**DATASET EXTRACT:**

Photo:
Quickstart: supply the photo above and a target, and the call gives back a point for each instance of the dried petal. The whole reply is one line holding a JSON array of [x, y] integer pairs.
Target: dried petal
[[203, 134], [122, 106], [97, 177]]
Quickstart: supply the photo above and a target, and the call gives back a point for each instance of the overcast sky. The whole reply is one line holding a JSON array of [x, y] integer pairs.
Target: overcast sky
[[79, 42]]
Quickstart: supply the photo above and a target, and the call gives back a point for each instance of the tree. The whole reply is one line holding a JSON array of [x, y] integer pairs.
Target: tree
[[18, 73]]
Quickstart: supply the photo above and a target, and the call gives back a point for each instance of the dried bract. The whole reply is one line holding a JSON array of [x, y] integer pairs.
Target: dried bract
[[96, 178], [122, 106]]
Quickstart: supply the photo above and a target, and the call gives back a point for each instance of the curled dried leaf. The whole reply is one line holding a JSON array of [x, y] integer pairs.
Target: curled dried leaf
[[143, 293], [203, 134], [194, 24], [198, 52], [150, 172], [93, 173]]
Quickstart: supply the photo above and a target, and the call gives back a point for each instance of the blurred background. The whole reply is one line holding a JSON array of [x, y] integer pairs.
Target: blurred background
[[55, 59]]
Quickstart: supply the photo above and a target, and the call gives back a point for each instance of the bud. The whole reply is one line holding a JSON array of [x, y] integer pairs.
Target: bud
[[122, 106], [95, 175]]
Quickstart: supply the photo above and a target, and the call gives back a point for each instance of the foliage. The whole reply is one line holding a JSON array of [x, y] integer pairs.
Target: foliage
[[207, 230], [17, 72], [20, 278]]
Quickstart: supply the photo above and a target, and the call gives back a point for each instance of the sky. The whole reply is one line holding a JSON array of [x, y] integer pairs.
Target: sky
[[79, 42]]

**TASK GOAL:** Copy out, word for word, the lines from the one containing "of the bud." through the end of the records, both ends included.

**THE RESULT:**
Quickstart: supply the photo above and a target, and the call gives back a point for each instance of the bud. The whole reply is one line holding a JSON array of [x, y] integer pairs.
Target: bud
[[122, 106], [95, 175]]
Quickstart: supply the photo above and a target, and the call gives back a point for each instance of the foliage. The whole reply is one line holding a JSON array of [x, y] integer pairs.
Target: foliage
[[207, 230], [17, 72], [20, 278]]
Quickstart: supply the photo above and a target, and the call gives back a point for each instance of the sky. The whole reply is one line holding a JSON array of [x, y] integer pairs.
Target: sky
[[79, 42]]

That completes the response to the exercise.